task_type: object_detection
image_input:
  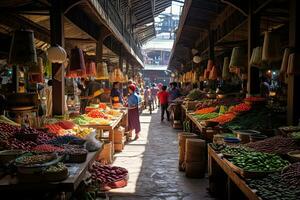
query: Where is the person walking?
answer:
[150,83,158,109]
[110,82,123,107]
[128,84,141,140]
[157,86,170,122]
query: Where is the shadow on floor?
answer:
[109,110,213,200]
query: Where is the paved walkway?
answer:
[109,110,212,200]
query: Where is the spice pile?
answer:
[246,136,300,154]
[230,151,289,172]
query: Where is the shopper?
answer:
[151,83,158,109]
[157,86,170,122]
[110,82,123,106]
[128,84,141,140]
[77,78,89,114]
[144,86,151,110]
[169,82,180,102]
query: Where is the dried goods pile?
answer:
[281,162,300,188]
[247,173,300,200]
[89,162,128,184]
[246,136,300,154]
[230,152,289,172]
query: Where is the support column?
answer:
[247,0,260,95]
[287,0,300,125]
[96,30,103,63]
[119,47,124,72]
[50,0,65,115]
[208,30,215,61]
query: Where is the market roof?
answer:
[168,0,288,70]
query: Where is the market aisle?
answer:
[109,110,212,200]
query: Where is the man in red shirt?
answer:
[157,86,170,121]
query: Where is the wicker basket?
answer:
[178,132,199,171]
[185,138,206,163]
[65,149,88,163]
[44,168,69,182]
[185,162,206,178]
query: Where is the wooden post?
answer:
[208,30,215,61]
[119,47,124,72]
[247,0,260,94]
[287,0,300,125]
[50,0,65,115]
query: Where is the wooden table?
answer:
[0,149,101,193]
[81,110,128,154]
[208,145,260,200]
[185,112,221,141]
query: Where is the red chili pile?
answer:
[32,144,64,152]
[89,162,128,184]
[231,103,251,112]
[87,109,107,119]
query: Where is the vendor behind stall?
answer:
[128,84,141,140]
[110,82,123,106]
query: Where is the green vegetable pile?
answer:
[291,131,300,140]
[73,116,89,125]
[230,152,289,172]
[224,108,285,130]
[221,146,252,156]
[193,112,219,121]
[247,173,300,200]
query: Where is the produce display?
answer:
[291,131,300,140]
[281,162,300,188]
[32,144,64,152]
[221,146,252,156]
[193,112,219,121]
[87,109,108,119]
[193,107,217,115]
[45,124,64,135]
[16,154,56,166]
[230,151,289,172]
[247,173,299,200]
[230,103,251,112]
[45,162,67,173]
[246,136,300,154]
[210,113,236,125]
[223,108,285,131]
[48,135,85,146]
[89,162,128,184]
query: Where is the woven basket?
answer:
[44,168,69,182]
[185,162,206,178]
[185,138,206,163]
[65,151,88,163]
[178,132,199,171]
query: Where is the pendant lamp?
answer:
[208,66,218,80]
[85,61,96,76]
[280,48,290,74]
[193,56,202,64]
[206,60,214,72]
[96,62,109,80]
[249,47,262,67]
[28,57,44,83]
[47,45,67,63]
[70,47,85,72]
[229,47,247,72]
[8,29,37,66]
[222,57,230,80]
[262,31,281,63]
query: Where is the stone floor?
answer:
[109,110,213,200]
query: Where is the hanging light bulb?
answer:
[8,29,37,66]
[193,55,202,64]
[47,45,67,63]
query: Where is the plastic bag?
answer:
[85,131,103,152]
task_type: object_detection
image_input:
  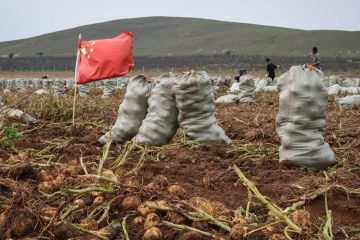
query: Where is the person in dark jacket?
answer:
[235,67,247,82]
[308,47,321,70]
[266,58,280,81]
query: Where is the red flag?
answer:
[76,32,134,84]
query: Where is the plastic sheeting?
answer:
[336,95,360,107]
[101,80,117,98]
[98,75,153,144]
[215,94,239,103]
[133,75,179,146]
[276,66,336,170]
[328,84,341,95]
[239,75,255,102]
[172,71,231,144]
[0,95,37,124]
[16,79,26,93]
[54,79,66,96]
[78,84,90,97]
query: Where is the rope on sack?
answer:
[285,68,296,160]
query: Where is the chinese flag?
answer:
[76,32,134,84]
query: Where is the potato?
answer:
[136,204,155,217]
[232,217,247,225]
[269,234,288,240]
[41,207,57,222]
[167,184,186,198]
[98,226,119,239]
[101,170,118,182]
[191,221,209,231]
[0,212,7,228]
[178,231,204,240]
[93,196,105,206]
[39,169,54,182]
[188,197,214,216]
[144,213,161,229]
[120,196,141,212]
[73,199,86,208]
[154,175,169,191]
[290,210,313,233]
[132,216,145,225]
[143,227,162,240]
[165,211,186,224]
[230,224,249,240]
[38,182,54,194]
[80,218,99,231]
[61,166,83,177]
[12,214,36,238]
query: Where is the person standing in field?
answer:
[266,58,280,81]
[308,47,321,70]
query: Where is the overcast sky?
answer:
[0,0,360,41]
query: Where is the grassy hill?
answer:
[0,17,360,57]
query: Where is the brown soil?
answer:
[0,89,360,239]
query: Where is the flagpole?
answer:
[72,33,81,125]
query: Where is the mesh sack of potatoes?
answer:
[215,94,239,103]
[54,79,66,96]
[172,71,231,144]
[16,79,26,93]
[101,80,117,98]
[239,75,255,102]
[0,79,6,92]
[276,66,336,170]
[78,84,90,97]
[98,75,153,144]
[0,95,37,124]
[336,95,360,107]
[133,75,179,146]
[32,79,42,89]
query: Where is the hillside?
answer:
[0,17,360,57]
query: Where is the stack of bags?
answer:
[98,71,230,146]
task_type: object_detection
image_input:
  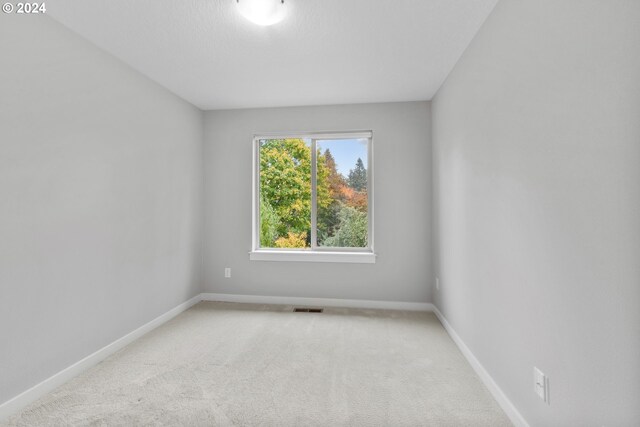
═══
=== Your task ===
Return the lines of the records exactly as they appear, starting at the line containing "query: Where is the spice pile?" and ending at the line containing "[169,82,180,102]", both included.

=== Solution to this problem ===
query: Where is the spice pile?
answer:
[246,136,300,154]
[230,151,289,172]
query: Where is the shopper?
answer:
[151,83,158,109]
[157,86,170,122]
[110,82,123,106]
[128,84,141,140]
[77,78,89,114]
[144,86,151,110]
[169,82,180,102]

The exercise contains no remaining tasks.